Exercise aim -> Which lines of the listing below contain the string "wall"? Copy out each one in full.

━━━ Data listing

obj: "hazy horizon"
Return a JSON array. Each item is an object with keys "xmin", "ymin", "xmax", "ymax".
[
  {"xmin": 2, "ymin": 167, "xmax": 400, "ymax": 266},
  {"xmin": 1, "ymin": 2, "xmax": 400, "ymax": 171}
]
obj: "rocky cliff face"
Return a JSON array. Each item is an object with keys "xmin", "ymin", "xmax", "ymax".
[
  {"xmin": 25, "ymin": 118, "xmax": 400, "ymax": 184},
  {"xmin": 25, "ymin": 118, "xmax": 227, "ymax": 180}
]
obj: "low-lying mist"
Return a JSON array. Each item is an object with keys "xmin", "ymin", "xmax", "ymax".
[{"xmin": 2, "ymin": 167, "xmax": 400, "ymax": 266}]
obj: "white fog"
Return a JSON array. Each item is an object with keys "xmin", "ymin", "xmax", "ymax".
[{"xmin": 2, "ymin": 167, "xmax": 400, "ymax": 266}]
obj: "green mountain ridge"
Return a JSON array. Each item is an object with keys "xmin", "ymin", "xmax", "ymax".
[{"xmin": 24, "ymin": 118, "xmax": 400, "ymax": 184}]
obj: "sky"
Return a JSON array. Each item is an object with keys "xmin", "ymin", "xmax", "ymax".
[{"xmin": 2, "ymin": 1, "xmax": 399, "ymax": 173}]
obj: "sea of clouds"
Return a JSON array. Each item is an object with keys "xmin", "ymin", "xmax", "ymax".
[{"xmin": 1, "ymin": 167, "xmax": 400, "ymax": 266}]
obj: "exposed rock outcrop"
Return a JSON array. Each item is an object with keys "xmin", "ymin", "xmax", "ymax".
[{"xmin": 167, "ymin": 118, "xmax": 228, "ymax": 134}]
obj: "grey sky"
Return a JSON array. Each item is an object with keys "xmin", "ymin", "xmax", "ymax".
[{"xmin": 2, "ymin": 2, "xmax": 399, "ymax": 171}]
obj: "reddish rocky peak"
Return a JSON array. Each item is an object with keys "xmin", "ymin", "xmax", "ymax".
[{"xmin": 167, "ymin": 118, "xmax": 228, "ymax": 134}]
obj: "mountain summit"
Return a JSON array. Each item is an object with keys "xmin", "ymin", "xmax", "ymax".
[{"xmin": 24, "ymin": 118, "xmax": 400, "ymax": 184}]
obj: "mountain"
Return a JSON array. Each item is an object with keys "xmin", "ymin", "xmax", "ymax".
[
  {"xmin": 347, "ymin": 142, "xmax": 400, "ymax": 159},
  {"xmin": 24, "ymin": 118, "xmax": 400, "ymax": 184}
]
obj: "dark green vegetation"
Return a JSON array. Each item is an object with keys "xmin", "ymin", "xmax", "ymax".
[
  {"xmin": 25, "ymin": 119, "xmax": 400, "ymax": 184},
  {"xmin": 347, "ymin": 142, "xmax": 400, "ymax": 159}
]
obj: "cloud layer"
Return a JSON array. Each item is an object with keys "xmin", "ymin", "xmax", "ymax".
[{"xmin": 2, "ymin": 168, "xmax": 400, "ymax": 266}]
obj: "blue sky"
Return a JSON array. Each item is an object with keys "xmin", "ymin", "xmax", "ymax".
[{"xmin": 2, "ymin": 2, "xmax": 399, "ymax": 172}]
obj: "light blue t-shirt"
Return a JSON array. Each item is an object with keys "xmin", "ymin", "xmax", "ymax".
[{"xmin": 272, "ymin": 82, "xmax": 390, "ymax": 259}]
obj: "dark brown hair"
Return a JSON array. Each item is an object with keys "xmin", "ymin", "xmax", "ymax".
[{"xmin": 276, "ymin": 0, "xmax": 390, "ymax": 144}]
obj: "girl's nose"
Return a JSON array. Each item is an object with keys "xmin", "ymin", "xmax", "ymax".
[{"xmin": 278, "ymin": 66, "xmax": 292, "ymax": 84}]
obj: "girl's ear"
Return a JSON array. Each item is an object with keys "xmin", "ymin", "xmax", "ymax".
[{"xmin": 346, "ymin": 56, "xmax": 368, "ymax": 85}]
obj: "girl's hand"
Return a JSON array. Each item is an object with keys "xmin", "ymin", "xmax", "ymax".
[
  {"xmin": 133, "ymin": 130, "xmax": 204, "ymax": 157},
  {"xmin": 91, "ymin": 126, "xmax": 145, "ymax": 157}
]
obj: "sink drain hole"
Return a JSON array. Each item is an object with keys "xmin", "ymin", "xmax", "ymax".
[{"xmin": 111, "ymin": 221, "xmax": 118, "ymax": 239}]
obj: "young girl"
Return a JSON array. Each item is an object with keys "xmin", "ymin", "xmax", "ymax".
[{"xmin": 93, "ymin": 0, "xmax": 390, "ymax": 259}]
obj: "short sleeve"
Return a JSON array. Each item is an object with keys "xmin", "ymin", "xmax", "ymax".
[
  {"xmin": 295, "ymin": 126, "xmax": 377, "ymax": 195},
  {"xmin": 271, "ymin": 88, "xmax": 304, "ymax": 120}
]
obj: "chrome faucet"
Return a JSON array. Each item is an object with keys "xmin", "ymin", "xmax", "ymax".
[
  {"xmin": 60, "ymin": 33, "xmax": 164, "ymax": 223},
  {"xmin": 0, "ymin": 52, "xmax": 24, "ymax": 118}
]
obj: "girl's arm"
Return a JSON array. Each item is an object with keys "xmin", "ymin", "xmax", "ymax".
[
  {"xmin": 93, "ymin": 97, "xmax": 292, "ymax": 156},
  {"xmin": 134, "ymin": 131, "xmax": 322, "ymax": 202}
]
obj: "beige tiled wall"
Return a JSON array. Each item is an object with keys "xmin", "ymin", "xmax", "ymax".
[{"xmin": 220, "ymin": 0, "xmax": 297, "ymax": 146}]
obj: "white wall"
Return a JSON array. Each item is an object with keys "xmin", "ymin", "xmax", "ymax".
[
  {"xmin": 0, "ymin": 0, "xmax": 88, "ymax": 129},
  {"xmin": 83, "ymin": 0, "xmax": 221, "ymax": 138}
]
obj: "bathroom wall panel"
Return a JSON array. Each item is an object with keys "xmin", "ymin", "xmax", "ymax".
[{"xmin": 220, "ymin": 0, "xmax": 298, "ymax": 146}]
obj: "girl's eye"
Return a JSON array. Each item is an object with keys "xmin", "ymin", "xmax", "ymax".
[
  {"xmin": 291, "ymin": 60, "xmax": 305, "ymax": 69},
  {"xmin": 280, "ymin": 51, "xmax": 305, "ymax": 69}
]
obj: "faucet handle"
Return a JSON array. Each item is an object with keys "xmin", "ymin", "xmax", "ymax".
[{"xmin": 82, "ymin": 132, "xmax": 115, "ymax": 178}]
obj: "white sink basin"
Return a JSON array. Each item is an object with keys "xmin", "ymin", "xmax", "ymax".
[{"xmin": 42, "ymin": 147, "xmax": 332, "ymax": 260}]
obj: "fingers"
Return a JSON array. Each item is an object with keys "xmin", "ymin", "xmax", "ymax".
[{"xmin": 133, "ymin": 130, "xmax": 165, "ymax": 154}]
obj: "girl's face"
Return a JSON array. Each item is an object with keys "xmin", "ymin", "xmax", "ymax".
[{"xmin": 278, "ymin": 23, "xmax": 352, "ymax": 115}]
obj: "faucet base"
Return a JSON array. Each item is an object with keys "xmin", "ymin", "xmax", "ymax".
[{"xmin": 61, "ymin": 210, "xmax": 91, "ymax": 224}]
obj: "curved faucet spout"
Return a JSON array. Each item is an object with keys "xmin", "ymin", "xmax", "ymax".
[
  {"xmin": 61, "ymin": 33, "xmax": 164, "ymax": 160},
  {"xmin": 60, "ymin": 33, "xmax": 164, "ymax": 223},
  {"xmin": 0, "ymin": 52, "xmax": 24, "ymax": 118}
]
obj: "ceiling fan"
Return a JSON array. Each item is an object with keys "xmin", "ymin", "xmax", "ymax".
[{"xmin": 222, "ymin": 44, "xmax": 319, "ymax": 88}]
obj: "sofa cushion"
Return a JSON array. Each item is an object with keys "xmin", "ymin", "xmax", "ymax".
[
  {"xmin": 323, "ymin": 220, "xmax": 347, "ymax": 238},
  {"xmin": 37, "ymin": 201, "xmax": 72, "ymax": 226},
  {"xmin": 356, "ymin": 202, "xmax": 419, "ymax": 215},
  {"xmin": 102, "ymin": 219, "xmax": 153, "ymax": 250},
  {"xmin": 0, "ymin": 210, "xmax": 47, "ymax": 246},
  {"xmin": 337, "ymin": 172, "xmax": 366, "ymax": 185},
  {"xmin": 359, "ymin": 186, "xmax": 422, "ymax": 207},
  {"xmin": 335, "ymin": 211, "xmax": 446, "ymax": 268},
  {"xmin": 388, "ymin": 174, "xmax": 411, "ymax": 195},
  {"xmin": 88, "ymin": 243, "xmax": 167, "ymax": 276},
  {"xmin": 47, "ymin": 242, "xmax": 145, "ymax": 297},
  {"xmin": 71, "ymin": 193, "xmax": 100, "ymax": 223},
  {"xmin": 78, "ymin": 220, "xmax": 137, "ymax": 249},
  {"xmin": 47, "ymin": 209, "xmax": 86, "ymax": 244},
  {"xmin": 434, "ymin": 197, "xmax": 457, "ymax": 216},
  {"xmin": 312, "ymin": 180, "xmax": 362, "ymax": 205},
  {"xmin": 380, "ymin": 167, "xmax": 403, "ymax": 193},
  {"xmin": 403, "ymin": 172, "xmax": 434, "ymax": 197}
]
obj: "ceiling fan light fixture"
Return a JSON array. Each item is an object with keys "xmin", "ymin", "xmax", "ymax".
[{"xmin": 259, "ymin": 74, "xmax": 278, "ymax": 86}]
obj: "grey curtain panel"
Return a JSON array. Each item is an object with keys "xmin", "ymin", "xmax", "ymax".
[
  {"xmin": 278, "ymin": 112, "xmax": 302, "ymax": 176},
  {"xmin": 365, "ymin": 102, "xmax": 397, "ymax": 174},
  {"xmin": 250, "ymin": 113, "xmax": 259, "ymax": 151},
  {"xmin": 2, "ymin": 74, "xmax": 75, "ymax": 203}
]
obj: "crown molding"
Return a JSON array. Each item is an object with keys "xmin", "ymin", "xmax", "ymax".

━━━━━━

Response to the exercise ->
obj: "beige tiled wall"
obj: "white wall"
obj: "bathroom wall panel"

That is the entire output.